**TASKS TO PERFORM:**
1 - Translate this sentence from the sage growing guide into Spanish: "Sage is a hardy perennial, but does prefer light shade in very hot weather."
2 - Extend the sage growing guide with a few more lines, picking up after its last sentence about the flavor intensifying.

**EXCERPT PROVIDED:**
KITCHEN HERB basics: SAGE
Basics on Sage (salvia officinalis)
Part of the mint family, this exceptionally easy-to-grow perennial offers a lingering, slightly spicy aroma that’s warm—and smells like Grandma’s Thanksgiving stuffing. It’s no wonder sage’s fragrance instills a sense of calm, while also adding beauty to the garden. Too, its scent repels harmful pests (including rabbits and deer) from the garden.
It’s about as pleasant a companion as any herb gardener could hope to have.
- Sage can be sowed by seed outdoors, yet many gardeners prefer to purchase year-old plants from a nursery—this way there’s no wait for a harvest; you’ll reap reward the same year.
- Sage is a hardy perennial, but does prefer light shade in very hot weather.
- Water plants during dry periods (but avoid overwatering during other times).
- During the winter months, mulch sage plants.
- Clip fresh leaves any time, and use as needed.
- Sage is one of the few herbs that, even as its leaves grow larger, the flavor intensifies.

**PROVIDED MATERIAL:**
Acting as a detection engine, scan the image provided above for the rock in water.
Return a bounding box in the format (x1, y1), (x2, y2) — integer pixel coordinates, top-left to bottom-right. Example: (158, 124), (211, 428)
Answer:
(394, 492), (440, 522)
* * *
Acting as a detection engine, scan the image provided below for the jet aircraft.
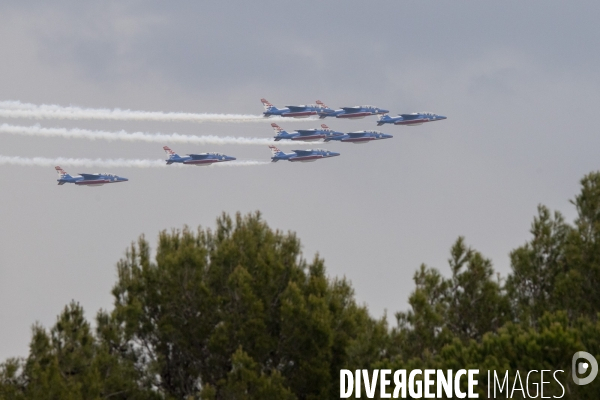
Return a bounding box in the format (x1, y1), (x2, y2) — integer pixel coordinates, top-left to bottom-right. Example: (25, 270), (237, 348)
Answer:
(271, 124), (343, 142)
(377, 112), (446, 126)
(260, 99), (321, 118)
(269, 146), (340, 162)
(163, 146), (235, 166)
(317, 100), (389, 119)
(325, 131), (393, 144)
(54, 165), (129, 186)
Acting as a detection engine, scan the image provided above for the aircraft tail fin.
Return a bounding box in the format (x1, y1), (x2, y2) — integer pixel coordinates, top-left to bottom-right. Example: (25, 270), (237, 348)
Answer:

**ANSWERS TO THIS EXERCISE:**
1 - La salvia es una planta perenne resistente, pero prefiere la sombra ligera cuando hace mucho calor.

2 -
- To dry (if you wish), cut stem tips when flower buds begin to form. You can store dried sage leaves in airtight, dark-colored jars for a year.
Good Companions: Broccoli, brussels sprout, cabbage, carrot, cauliflower, kale, kohlrabi
Bad Companions: Cucumber – sage can stunt cucumbers’ growth + affect its flavor
- Sage has a long history of use as a medicinal herb.
- Ancient Romans believed sage helped facilitate memory and quicken the senses.
- Throughout the Mediterranean, sage was associated with immortality.
- In mythology, chewing sage was believed to increase mental capacity.
Sage In The Kitchen:
Sage’s strong flavor means a little goes a long way! Sage pairs well with turkey, pork, beef, chicken, and duck recipes. For those who love Italian cooking, chop fresh sage leaves, then mix with melted butter + stir into gnocchi or pasta. Or, simply fry sage in a frying pan, then crumble over most any dish to heighten flavor. It’s also fabulous in sauces, marinades, and breads.